→ **Directions**
Reproduce every one of the entries below line for line, without altering any wording, and leave the pictures out of your copy.

→ **Data shown**
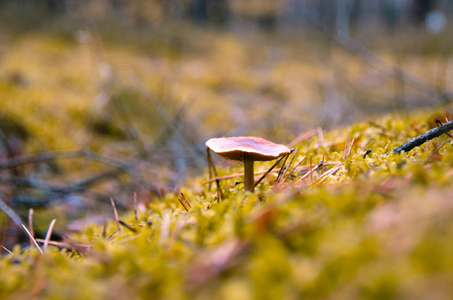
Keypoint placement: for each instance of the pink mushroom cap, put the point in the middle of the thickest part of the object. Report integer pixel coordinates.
(247, 148)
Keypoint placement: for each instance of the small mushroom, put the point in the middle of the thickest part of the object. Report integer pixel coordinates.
(247, 149)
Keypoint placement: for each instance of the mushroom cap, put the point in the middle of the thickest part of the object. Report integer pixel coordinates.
(247, 148)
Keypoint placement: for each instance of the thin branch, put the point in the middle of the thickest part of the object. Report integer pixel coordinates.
(421, 139)
(10, 213)
(115, 212)
(49, 233)
(129, 167)
(32, 238)
(30, 225)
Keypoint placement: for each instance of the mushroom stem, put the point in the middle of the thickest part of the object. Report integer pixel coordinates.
(249, 178)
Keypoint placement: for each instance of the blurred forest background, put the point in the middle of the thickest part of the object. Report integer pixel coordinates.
(112, 97)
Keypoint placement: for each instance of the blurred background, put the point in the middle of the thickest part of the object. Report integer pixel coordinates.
(116, 97)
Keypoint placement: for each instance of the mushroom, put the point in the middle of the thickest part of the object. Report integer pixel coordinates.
(247, 149)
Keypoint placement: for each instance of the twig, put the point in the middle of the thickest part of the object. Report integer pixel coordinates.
(301, 137)
(10, 213)
(49, 233)
(135, 208)
(77, 247)
(32, 238)
(282, 169)
(185, 199)
(129, 167)
(185, 208)
(237, 175)
(128, 226)
(319, 165)
(287, 168)
(30, 225)
(6, 249)
(115, 212)
(268, 171)
(421, 139)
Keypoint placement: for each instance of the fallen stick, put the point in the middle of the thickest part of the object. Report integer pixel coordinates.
(421, 139)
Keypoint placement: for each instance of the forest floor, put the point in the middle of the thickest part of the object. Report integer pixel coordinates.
(96, 101)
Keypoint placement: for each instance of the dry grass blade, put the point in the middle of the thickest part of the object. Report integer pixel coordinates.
(10, 213)
(135, 208)
(49, 233)
(326, 174)
(30, 225)
(309, 172)
(301, 137)
(128, 226)
(297, 165)
(115, 212)
(350, 147)
(74, 246)
(185, 199)
(287, 168)
(237, 175)
(346, 147)
(32, 238)
(6, 249)
(180, 201)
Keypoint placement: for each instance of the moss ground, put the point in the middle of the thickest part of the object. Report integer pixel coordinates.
(373, 227)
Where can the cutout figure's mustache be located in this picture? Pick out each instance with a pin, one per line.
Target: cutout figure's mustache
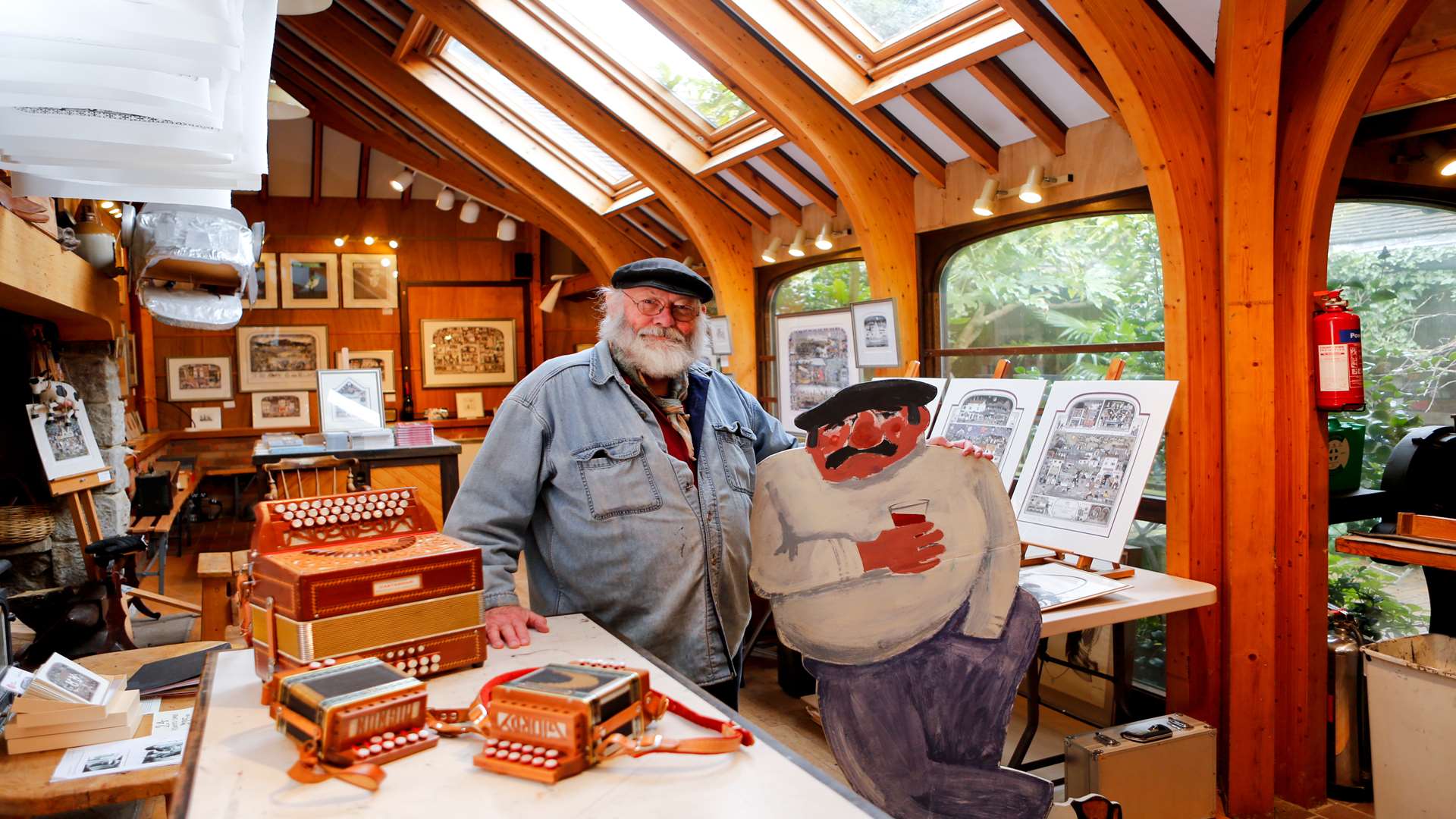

→ **Output below**
Keypoint placement: for each instance of the pink mushroom cap, put the point in the middle of the thickest part of the object. Report integer pixel coordinates.
(247, 148)
Keypoint placement: for each instance of the small mushroom, put the point in the middle of the thickest part of the object. Report integer pixel coordinates.
(247, 149)
Keypoint placement: for each instance of the mushroom cap, put the point in the middle of the thickest part of the object. Report integer pixel coordinates.
(247, 148)
Keypoint placement: for each instance of the thin branch, put the point in the middle of the thickest part of the object. Report integer pixel coordinates.
(421, 139)
(10, 213)
(115, 212)
(49, 233)
(129, 167)
(32, 238)
(30, 225)
Keypoint placement: for each instance of the mushroom stem, put the point in the middle of the thickest part of the object. Report integer pixel coordinates.
(249, 178)
Keypoint placement: for each instance of the blurred forest background, put the point in the middle of the thickest part of the object. Report integer pixel coordinates.
(112, 97)
Keypoint placement: for each instance of the blurred background, put the point in the middle of the thickest part of the object. Report integer pixel coordinates.
(116, 97)
Keypoint placement: for each instance of the mushroom, put the point in the middle of the thickest part of the object. Report integer pixel coordinates.
(247, 149)
Keypoint placement: for each instance of the twig, put the point in the middle of the thickest part of the object. Report integer pixel coordinates.
(301, 137)
(10, 213)
(49, 233)
(135, 208)
(77, 247)
(32, 238)
(282, 169)
(185, 199)
(129, 167)
(185, 208)
(237, 175)
(128, 226)
(319, 165)
(287, 168)
(30, 225)
(6, 249)
(115, 212)
(268, 171)
(421, 139)
Keypoint placement: for each instance of the fallen stick, put the point in the middle of the thickest part of the object. Report integer pixel coordinates.
(421, 139)
Keypoint placement: for each instance of the forest floor, put the point in the middle of the thickest part of the object. Report integer pixel coordinates.
(96, 101)
Keypoint placement: for each instance of the dry grass blade, put the point in the middle of the thickest part of the object. Report integer pixel coordinates.
(10, 213)
(135, 208)
(49, 233)
(326, 174)
(30, 225)
(309, 172)
(301, 137)
(128, 226)
(297, 165)
(115, 212)
(350, 147)
(74, 246)
(185, 199)
(287, 168)
(237, 175)
(346, 147)
(32, 238)
(6, 249)
(180, 201)
Keypoint placement: for each instance of the moss ground, put the point in the middle of the thickest part of the object. Report integer pixel coordinates.
(373, 227)
Where can the cutout figure's mustache be located in this picture? Pick out each instance with a pin, one per line.
Target: cutout figure's mustache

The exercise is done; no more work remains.